• EXERCISE INSTRUCTIONS
Count up the lines holding "leaf" in the material, then reply with only the number.

- - - - -

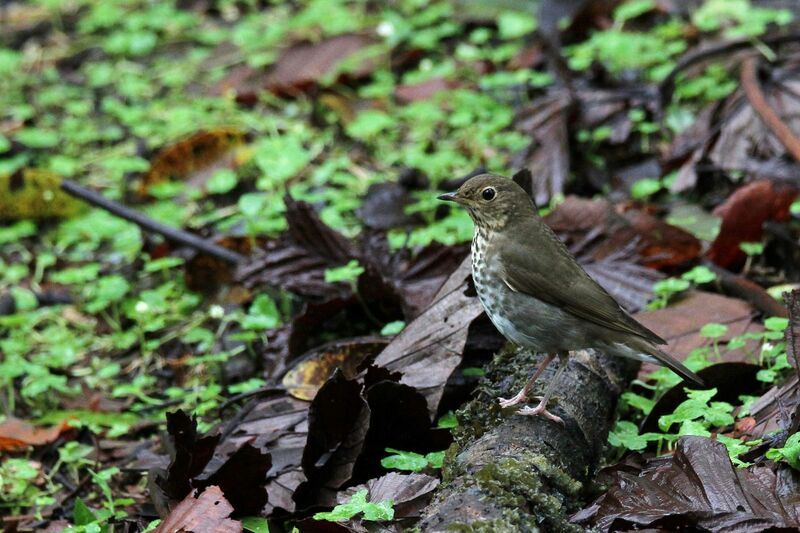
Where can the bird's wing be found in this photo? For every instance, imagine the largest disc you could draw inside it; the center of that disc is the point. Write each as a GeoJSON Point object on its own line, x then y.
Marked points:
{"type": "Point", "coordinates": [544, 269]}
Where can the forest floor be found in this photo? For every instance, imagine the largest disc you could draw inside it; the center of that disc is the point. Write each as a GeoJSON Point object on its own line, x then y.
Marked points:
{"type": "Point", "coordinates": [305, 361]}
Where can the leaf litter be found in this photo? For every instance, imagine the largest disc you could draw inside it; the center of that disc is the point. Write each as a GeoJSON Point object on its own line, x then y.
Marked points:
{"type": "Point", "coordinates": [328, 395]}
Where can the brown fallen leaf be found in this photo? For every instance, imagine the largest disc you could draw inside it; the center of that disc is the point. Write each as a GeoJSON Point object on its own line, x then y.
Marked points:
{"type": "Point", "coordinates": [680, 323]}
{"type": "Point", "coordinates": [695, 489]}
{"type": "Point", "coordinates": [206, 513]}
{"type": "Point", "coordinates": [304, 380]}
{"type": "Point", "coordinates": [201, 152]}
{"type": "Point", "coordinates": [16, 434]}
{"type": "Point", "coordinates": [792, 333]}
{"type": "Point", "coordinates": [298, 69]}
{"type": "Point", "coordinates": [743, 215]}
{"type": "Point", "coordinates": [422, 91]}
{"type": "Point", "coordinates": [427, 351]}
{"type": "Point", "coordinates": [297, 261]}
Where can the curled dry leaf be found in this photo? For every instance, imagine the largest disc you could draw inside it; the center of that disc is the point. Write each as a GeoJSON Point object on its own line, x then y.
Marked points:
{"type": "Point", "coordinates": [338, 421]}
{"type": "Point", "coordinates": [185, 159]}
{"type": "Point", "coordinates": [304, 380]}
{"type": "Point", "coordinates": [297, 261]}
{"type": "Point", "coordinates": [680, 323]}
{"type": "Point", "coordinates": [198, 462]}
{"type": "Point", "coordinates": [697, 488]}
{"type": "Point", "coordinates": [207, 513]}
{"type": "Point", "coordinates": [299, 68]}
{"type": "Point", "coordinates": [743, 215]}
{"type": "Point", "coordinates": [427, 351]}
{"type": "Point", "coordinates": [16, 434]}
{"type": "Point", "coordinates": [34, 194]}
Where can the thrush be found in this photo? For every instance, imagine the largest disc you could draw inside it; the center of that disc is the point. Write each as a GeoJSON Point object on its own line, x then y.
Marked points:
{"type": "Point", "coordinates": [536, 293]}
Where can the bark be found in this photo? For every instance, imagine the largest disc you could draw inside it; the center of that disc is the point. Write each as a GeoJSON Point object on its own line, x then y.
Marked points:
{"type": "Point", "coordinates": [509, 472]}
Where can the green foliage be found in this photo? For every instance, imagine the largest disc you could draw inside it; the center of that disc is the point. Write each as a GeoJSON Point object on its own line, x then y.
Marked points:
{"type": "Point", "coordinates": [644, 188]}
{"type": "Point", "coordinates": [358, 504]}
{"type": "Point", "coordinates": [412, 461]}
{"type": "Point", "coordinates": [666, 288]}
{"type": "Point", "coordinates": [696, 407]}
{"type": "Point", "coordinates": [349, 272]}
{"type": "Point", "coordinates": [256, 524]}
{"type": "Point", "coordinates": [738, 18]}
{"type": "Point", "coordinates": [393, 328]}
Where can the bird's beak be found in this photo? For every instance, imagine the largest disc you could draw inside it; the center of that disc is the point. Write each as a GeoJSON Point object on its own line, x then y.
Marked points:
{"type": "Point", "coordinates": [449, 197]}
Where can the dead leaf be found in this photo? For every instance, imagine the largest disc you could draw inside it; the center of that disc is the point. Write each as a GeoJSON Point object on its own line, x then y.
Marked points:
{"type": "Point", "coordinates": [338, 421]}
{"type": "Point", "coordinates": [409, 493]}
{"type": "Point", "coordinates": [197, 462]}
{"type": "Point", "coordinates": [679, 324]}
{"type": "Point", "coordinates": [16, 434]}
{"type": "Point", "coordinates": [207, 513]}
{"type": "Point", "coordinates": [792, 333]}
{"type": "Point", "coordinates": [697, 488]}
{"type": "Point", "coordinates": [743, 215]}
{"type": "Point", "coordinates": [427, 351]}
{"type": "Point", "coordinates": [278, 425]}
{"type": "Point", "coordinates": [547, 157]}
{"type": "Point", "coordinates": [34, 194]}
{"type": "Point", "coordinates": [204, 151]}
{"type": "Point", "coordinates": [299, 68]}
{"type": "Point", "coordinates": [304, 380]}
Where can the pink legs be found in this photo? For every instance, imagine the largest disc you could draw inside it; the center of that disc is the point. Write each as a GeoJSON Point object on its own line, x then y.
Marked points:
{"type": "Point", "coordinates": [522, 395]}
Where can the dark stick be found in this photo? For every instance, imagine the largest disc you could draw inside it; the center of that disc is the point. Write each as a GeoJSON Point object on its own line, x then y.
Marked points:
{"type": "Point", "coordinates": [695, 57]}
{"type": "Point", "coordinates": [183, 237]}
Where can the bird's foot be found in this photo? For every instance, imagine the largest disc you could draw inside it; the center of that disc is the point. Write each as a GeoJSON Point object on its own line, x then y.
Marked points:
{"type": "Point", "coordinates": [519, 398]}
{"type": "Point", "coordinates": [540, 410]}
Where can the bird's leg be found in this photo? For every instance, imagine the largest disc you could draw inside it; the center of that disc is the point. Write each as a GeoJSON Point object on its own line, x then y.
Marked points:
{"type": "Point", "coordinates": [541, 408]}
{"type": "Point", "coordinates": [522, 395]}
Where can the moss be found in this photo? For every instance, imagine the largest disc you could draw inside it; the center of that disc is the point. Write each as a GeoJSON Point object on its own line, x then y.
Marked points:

- - - - -

• PROBLEM SOLUTION
4